— Start of GIVEN ENTRIES —

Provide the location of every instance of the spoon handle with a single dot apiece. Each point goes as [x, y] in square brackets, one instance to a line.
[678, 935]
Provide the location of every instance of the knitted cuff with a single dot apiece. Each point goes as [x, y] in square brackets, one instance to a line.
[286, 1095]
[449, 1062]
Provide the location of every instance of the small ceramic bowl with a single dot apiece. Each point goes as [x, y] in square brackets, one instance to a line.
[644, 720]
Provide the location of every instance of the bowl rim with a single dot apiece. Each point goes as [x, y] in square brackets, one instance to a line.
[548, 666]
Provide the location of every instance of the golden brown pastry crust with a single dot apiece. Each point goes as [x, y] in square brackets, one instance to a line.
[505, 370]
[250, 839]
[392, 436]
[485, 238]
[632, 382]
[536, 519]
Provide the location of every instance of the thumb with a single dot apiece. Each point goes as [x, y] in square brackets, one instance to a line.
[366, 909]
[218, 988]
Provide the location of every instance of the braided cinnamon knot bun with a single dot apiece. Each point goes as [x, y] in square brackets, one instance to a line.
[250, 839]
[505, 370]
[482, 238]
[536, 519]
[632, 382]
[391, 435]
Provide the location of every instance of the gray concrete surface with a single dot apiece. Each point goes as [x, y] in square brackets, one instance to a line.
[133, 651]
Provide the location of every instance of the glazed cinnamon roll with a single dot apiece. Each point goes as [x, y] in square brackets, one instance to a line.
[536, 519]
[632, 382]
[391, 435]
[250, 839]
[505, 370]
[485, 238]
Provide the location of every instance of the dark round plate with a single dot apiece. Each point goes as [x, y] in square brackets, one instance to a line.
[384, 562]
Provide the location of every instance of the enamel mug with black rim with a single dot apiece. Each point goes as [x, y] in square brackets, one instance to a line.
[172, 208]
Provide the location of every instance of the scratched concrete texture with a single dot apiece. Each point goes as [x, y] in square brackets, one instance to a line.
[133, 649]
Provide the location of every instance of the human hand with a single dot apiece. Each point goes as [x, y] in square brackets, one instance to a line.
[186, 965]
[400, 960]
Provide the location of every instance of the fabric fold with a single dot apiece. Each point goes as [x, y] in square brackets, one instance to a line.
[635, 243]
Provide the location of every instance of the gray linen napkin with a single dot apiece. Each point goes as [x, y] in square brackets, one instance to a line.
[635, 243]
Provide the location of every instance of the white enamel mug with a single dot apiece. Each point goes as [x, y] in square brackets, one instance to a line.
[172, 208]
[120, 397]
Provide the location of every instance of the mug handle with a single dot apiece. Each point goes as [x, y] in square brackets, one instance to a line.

— End of GIVEN ENTRIES —

Can you pull out, word for word, the stretch of the records from the very beginning through the line containing "[449, 1062]", with both ends included?

▶ _WRITTEN ANSWER_
Provide the location of every instance of the spoon handle with a single dot apiece. Each point goes as [x, y] in square brackets, one instance to a line.
[678, 935]
Provide the location of every instance of the knitted cuff with a single dot apiece. Each point goes as [x, y] in square brackets, one instance to a line.
[286, 1095]
[449, 1062]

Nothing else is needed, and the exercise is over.